[Named object pointing entries]
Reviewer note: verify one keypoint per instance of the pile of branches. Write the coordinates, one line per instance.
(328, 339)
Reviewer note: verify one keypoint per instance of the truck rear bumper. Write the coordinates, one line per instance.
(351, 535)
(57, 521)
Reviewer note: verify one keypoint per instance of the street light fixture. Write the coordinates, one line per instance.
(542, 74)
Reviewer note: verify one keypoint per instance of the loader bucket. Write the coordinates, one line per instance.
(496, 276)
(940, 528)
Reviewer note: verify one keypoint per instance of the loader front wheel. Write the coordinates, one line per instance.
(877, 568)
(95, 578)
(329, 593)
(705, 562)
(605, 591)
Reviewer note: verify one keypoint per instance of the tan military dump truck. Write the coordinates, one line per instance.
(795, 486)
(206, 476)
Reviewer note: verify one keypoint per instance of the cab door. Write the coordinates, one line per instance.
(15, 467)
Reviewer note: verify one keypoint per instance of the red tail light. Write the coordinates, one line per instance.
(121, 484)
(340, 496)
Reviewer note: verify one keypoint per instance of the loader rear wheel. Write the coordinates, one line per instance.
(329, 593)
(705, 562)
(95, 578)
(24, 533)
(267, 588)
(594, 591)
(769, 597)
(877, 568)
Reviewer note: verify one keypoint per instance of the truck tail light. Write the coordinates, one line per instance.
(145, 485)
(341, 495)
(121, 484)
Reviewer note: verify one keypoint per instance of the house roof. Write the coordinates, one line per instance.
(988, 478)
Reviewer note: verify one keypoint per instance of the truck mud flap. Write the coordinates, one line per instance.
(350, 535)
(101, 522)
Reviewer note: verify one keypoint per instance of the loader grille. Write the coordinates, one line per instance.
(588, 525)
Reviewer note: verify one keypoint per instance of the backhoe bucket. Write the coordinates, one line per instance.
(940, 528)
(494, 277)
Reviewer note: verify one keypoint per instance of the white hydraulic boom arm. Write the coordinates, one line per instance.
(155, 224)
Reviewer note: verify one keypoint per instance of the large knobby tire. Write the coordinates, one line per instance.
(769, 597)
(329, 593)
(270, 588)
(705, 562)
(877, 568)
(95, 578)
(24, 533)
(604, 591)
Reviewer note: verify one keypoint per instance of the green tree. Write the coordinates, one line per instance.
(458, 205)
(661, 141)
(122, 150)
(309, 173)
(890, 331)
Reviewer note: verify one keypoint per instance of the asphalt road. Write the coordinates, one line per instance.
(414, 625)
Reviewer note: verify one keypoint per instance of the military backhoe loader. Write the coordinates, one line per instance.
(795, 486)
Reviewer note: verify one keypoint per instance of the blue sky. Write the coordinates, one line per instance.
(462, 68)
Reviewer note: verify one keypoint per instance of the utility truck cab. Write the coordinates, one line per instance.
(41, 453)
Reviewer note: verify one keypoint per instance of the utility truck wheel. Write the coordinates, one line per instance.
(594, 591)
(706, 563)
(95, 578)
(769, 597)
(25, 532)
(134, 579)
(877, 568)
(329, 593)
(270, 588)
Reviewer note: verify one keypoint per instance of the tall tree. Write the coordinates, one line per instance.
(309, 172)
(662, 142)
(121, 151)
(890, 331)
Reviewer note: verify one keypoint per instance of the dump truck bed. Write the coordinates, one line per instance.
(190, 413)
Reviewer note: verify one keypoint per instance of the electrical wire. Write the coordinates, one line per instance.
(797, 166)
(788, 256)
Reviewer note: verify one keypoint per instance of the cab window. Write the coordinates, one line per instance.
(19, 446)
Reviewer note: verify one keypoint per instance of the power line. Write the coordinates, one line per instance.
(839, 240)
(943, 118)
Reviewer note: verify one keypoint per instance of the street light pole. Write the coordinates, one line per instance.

(GOAL) Reproduce word for word every line of the records from the one containing "Reviewer note: verify one keypoint per instance of the tall" through the end of the records, including both of those lines.

(RESULT FOR THIS EXERCISE)
Reviewer note: verify one keypoint per instance of the tall tree. Write the coordinates, one line per instance.
(309, 172)
(662, 142)
(121, 151)
(890, 331)
Reviewer note: verify one keypoint per instance of the dump truck bed. Write the coordinates, one line per instance.
(190, 413)
Reviewer note: verify one keypoint per instance of the electrical wire. Write the coordinates, one line per instance.
(797, 166)
(788, 256)
Reviewer note: verify one keypoint per instance of the cab window. Write the coordinates, one line per instance.
(19, 446)
Reviewer note: verify one keypoint per instance of the power line. Write the coordinates, one line per instance.
(839, 240)
(943, 118)
Reviewer note: verify one keypoint per instance of the street light pole. Write the coordinates, one line per instance.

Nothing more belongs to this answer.